*Prompt*
Put everything from the line containing "black backpack, returned" down through the end of the records, both ends included, into a Markdown table. Use a Row column for the line number and a Record line column for the line itself, and leave out any blank lines.

:: Material to process ::

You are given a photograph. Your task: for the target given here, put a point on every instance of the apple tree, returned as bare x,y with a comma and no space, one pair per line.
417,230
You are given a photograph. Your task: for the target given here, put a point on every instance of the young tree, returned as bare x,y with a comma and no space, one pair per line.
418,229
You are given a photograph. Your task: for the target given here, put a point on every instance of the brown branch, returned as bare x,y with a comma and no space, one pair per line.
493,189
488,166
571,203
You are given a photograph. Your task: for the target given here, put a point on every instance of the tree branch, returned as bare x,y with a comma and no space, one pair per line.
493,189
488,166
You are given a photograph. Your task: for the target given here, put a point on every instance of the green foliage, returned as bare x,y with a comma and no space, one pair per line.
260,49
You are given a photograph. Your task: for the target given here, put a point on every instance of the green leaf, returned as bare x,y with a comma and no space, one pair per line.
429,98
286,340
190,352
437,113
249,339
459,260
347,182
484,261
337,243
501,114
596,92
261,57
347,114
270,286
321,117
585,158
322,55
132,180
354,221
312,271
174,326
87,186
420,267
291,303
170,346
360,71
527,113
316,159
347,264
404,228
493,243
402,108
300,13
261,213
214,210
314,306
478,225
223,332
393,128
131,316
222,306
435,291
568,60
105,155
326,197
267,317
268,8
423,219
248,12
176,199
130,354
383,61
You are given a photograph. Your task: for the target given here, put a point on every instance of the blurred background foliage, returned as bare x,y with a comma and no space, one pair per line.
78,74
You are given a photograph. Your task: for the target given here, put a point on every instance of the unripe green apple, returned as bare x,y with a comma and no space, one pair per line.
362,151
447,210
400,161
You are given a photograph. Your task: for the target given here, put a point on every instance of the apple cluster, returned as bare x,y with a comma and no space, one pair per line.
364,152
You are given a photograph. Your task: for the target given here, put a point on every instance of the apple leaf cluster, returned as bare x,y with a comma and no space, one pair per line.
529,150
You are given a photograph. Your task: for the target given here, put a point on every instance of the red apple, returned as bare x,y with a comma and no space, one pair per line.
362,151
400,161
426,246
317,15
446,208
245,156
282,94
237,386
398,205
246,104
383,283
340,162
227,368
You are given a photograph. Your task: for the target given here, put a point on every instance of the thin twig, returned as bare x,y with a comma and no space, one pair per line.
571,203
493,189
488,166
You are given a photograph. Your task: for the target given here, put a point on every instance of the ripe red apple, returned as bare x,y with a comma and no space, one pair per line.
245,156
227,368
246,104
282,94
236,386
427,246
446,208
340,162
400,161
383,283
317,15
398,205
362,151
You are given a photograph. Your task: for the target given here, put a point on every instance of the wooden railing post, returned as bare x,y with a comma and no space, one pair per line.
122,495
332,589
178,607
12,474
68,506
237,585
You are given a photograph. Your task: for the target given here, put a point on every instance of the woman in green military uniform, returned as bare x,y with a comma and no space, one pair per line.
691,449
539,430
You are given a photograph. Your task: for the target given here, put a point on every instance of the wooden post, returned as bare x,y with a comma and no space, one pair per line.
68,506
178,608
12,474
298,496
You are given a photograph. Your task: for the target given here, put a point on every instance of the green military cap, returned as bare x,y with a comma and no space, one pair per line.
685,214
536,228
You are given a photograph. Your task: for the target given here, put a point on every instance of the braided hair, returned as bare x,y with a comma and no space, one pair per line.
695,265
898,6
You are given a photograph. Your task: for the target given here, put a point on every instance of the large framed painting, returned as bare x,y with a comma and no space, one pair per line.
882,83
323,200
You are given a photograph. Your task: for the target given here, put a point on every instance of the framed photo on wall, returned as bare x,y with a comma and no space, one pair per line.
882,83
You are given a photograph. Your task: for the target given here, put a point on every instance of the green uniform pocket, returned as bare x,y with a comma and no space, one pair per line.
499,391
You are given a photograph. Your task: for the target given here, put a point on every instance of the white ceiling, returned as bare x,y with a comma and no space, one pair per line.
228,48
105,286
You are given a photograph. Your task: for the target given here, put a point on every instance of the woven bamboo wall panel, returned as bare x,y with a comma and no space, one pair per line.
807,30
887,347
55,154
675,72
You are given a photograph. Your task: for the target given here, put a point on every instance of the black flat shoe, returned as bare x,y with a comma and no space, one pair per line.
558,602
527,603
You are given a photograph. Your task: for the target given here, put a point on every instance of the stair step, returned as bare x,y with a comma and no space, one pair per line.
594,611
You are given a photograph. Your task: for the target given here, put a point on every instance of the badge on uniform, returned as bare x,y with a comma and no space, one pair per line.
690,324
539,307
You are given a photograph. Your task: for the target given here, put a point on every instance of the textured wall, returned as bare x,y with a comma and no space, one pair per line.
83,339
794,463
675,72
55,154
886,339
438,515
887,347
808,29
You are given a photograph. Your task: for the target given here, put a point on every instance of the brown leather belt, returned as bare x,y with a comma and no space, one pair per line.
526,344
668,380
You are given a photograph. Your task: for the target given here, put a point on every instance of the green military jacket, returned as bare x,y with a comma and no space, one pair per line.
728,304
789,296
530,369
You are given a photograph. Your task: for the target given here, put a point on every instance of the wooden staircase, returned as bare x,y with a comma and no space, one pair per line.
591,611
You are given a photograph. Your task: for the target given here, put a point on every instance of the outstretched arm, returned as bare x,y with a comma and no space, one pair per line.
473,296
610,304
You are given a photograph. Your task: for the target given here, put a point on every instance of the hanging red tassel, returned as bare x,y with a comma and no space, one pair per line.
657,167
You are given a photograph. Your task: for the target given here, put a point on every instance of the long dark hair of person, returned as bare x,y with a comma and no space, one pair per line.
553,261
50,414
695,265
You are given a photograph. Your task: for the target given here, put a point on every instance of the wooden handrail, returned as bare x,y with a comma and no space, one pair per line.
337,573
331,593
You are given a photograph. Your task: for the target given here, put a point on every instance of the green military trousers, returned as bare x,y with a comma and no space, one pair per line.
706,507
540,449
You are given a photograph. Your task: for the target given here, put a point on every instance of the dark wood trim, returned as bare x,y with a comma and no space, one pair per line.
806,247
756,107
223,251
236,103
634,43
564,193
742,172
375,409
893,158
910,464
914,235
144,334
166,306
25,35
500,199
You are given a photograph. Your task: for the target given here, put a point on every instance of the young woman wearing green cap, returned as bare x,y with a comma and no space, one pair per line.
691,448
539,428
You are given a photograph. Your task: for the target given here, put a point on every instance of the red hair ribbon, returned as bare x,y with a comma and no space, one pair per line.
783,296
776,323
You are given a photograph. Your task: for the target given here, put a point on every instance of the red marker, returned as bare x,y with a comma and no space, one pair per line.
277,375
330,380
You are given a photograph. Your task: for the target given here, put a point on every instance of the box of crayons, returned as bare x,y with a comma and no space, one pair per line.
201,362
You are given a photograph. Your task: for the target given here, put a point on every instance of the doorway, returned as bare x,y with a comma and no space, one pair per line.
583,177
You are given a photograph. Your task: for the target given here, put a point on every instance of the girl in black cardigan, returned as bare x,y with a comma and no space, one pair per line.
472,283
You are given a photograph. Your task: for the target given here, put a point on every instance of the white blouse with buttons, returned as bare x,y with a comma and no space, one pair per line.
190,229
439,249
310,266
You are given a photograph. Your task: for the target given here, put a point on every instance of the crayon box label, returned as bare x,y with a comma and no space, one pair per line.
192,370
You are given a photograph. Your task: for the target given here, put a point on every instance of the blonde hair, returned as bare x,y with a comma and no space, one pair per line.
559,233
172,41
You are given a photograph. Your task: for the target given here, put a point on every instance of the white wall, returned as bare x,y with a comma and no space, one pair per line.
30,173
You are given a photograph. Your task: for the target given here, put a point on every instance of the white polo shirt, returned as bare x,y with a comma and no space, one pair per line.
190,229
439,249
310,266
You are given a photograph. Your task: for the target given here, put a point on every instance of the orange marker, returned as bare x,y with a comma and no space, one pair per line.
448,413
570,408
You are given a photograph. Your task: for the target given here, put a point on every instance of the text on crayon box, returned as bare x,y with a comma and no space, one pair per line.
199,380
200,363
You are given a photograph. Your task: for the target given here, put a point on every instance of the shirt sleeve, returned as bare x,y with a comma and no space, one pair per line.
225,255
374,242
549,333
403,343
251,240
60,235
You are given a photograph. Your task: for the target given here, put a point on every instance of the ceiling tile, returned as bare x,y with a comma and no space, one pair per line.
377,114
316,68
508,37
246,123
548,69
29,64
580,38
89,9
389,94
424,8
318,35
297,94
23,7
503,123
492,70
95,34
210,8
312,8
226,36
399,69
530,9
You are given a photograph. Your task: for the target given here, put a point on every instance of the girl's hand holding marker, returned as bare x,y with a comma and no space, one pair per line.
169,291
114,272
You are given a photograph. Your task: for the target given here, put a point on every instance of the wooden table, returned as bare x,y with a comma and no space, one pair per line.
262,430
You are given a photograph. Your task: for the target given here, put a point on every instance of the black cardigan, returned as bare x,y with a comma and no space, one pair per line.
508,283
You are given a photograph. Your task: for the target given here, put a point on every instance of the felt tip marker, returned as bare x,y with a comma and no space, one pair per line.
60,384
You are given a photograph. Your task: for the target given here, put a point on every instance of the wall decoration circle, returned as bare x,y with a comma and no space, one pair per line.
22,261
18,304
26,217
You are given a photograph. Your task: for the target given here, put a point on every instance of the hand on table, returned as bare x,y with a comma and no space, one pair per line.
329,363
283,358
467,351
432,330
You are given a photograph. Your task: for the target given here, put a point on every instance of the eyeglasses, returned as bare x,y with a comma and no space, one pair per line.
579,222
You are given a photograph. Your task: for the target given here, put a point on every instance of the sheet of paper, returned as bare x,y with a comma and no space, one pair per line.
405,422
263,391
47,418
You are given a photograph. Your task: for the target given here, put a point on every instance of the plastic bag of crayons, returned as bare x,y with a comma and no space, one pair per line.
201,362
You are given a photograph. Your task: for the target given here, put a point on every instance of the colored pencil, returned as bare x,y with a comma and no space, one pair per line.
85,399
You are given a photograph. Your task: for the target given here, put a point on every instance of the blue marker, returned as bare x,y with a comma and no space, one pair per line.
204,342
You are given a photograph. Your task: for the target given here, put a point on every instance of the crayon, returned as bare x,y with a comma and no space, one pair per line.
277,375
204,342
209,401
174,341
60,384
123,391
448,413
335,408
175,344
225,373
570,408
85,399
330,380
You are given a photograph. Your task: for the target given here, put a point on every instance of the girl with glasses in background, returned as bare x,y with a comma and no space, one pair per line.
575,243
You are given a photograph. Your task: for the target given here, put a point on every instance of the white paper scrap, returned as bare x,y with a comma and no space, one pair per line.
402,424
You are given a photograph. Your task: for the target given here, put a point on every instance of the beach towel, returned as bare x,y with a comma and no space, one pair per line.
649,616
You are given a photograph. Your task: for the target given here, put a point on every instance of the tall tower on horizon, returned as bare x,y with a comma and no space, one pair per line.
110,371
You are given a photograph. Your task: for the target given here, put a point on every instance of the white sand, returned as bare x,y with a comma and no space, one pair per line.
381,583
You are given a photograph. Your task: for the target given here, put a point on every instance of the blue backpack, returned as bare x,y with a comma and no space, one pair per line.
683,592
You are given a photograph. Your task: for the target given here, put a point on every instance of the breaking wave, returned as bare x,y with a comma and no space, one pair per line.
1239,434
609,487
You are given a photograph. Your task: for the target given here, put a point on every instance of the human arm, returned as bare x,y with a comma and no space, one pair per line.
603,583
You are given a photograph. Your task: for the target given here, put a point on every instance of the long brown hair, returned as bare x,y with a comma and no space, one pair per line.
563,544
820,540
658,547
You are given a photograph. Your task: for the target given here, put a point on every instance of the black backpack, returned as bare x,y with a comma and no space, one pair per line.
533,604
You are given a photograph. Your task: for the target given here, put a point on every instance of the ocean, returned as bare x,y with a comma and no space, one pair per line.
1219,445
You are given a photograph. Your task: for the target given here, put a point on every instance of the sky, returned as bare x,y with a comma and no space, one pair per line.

:::

*Solved problem*
| Row | Record line |
|---|---|
| 1 | You are given a photograph. Your task: for the target given here, put a point on every instance of the black backpack, returned as bare x,y with a comma and no space, one pair per line. |
| 2 | 533,604 |
| 3 | You are given a photograph. Your task: for the target given here, put a point on every instance of the ocean, returned as bare x,y with a comma and no space, one pair per line. |
| 4 | 1219,445 |
| 5 | You are given a photograph. Your task: for the target given here, put a point on every instance of the sky, returned as bare x,y with a comma and no space, one pair per line. |